── MATERIAŁY ŹRÓDŁOWE ──

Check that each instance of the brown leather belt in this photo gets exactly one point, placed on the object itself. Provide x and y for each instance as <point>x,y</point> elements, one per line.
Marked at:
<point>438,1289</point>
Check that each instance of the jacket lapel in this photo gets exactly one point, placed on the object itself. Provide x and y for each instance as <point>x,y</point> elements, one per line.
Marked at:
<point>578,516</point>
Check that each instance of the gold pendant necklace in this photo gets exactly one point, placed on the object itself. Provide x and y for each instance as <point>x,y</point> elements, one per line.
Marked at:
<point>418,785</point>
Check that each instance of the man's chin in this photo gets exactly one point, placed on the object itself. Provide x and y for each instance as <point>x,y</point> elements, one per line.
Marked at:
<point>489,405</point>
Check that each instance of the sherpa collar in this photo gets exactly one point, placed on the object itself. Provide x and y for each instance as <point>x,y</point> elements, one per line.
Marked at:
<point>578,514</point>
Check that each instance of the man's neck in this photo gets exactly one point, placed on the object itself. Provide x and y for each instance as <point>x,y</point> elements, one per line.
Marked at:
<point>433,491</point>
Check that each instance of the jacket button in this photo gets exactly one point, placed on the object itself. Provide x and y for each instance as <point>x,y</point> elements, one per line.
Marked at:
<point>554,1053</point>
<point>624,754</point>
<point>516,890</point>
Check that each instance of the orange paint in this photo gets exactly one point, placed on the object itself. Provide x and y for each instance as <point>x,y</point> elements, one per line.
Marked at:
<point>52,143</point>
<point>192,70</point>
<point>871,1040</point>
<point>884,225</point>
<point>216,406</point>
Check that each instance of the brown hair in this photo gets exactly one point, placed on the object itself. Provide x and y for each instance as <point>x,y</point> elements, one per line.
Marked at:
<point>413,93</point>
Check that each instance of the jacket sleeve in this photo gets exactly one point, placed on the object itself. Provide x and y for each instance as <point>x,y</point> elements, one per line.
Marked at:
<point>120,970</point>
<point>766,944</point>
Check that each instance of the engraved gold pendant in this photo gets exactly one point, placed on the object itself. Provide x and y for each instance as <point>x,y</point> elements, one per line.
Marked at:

───

Przepisz bez zmian wiersze listingu od tego, który zawiera „Check that each instance of the jacket button”, aż do ostatniego wiersza listingu włącznie.

Check that each instance of the jacket button in this photo gets exactly one point, placed on the object itself. Provide x and y for each instance as <point>x,y</point> elements, one per line.
Marked at:
<point>554,1053</point>
<point>624,754</point>
<point>516,890</point>
Check that each instance of the orange paint in this photo gets exactly one point, placed on the object itself. Provide x and y for each instance as <point>x,y</point> elements, one per line.
Marked at:
<point>52,143</point>
<point>192,70</point>
<point>871,1040</point>
<point>884,225</point>
<point>216,406</point>
Check that each instance of the brown hair in this photo gets exactly one point, placed on the object itself. Provide x and y for each instance as <point>x,y</point> elements, one per line.
Marked at:
<point>413,93</point>
Check that each instance of the jacket sleeve in this photo gets exactly one point, placed on the object itself. Provide x and y for each instance as <point>x,y</point> elements, one per line.
Marked at:
<point>120,970</point>
<point>766,944</point>
Check that each instance of the engraved gold pendant in this photo gets exactly one point, placed on the object itself. Provide x and y for each instance as <point>x,y</point> elements, one per line.
Marked at:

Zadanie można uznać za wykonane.